#### Aim of the task:
An unchanged copy of each entry below is needed; keep the pictures out of it.

-------------------------

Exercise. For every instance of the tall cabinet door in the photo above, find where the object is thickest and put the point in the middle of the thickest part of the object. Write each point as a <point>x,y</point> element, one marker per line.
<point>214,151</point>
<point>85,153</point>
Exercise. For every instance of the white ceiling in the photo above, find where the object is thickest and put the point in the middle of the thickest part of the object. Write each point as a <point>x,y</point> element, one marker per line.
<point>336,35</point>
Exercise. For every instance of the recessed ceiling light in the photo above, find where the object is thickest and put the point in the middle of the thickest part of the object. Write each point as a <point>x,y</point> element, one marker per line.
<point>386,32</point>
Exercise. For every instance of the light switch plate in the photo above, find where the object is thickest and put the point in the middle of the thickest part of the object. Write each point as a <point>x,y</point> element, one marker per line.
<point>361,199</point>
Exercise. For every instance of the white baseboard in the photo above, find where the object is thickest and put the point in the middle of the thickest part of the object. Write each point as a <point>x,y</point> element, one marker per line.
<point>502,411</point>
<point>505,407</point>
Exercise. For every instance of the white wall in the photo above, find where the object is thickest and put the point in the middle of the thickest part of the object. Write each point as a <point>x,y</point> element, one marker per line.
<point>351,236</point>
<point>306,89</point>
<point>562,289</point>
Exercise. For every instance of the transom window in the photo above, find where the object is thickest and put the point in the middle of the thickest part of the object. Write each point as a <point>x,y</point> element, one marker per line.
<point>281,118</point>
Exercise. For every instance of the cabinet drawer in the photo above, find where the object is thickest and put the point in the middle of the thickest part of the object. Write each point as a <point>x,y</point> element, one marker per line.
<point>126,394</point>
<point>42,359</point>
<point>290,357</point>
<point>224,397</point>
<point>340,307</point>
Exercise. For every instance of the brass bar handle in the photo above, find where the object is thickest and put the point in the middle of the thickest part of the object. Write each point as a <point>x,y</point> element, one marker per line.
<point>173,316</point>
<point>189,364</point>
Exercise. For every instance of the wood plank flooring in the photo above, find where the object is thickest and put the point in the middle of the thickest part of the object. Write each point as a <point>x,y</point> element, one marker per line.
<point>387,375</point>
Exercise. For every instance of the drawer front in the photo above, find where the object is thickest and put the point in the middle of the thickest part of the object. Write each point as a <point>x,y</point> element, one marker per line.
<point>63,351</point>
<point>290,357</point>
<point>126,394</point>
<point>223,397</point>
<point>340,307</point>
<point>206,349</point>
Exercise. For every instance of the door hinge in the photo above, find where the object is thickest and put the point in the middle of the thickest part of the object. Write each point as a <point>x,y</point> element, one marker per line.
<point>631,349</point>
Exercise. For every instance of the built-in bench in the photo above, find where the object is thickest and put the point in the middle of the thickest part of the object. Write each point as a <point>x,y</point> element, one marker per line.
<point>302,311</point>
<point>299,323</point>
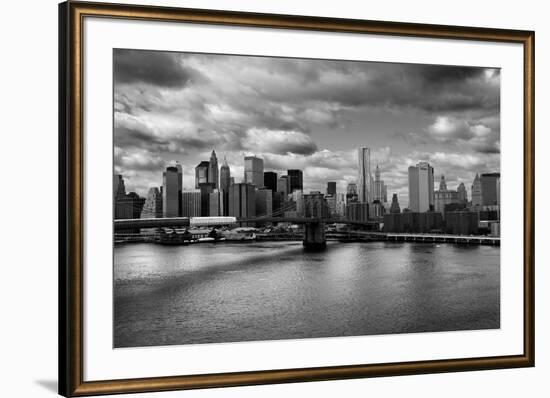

-------------------------

#### Solution to this exercise:
Exercise. For every instance of the tall cabinet door in the photo above, find where the object is thickest and put the point in the middle of the thickest part of the object. Write each point as a <point>x,y</point> element, one marker per line.
<point>214,151</point>
<point>85,153</point>
Exercise. For every instance of the white ceiling in the photo above, find where the object is thickest and put the point in the middle of the thickest part of the object. Write each point as a <point>x,y</point> element, one marker per line.
<point>336,35</point>
Exercise. For every instance of the recessed ceiling light in the photo above, find where the object is thickest and put the point in the middle of the thickest part of the object. Write each point as a <point>x,y</point> element, one marker per line.
<point>386,32</point>
Exercise. For every instance of the light switch plate in the photo above, find where the object is thickest and put the point in the middle of the thickest part of the object. Write each point as a <point>x,y</point> element, one marker per line.
<point>361,199</point>
Exercise. For every instance of the white baseboard in the photo above, find where the object is thickest and put the point in the middle of the thickest part of the object. Write each point as a <point>x,y</point> element, one marker per line.
<point>502,411</point>
<point>505,407</point>
Exercise. For every instance of the white wall in the photo above, find where the object is thickest and put the point in the middle of the thickest part of the object. Write each point as a <point>x,y</point> element, one marker per line.
<point>351,236</point>
<point>306,89</point>
<point>562,289</point>
Exercise. For every instance of the transom window in the photo above, find where the object is thickest and put the point in the middle of the thickest part of the object. Write each point as a <point>x,y</point> element, one marker per line.
<point>281,118</point>
Exercise. For every instance of the cabinet drawer in the photo above, find where the object is thickest and put the point in the middle of the thickest part of the object. Write each point as a <point>x,y</point> element, one marker per line.
<point>126,394</point>
<point>42,359</point>
<point>290,357</point>
<point>224,397</point>
<point>340,307</point>
Exercise. For every instance of the brass bar handle in the photo above, find where the object is thickest and put the point in the middle of the thickest part of the object. Write each point as a <point>x,y</point> element, one marker per line.
<point>173,316</point>
<point>189,364</point>
Exercise. For every instance of the wood plank flooring in the photo above, find where the object is thickest and put the point in the middle of the thickest part of the object. Write each point as a <point>x,y</point> element, one marker per line.
<point>387,375</point>
Exercise. For every instance of the drawer front in the photo above, find where the object is thickest and put the point in the middle of the thickest part of the object. Write each point as a <point>x,y</point> element, one marker per line.
<point>63,351</point>
<point>290,357</point>
<point>126,394</point>
<point>223,397</point>
<point>340,307</point>
<point>206,349</point>
Exercise. For every instance of the door hinge in the photo above, find where the object is thickest and put the point in the middle of the thickest part of the object. Write each point as a <point>x,y</point> element, one marker per line.
<point>631,349</point>
Exercise. For every instance of the built-in bench in the photo above, find where the object is thickest and put the point in the middle of the thickest part of the object. Write each point as a <point>x,y</point> element, one marker per line.
<point>302,311</point>
<point>299,323</point>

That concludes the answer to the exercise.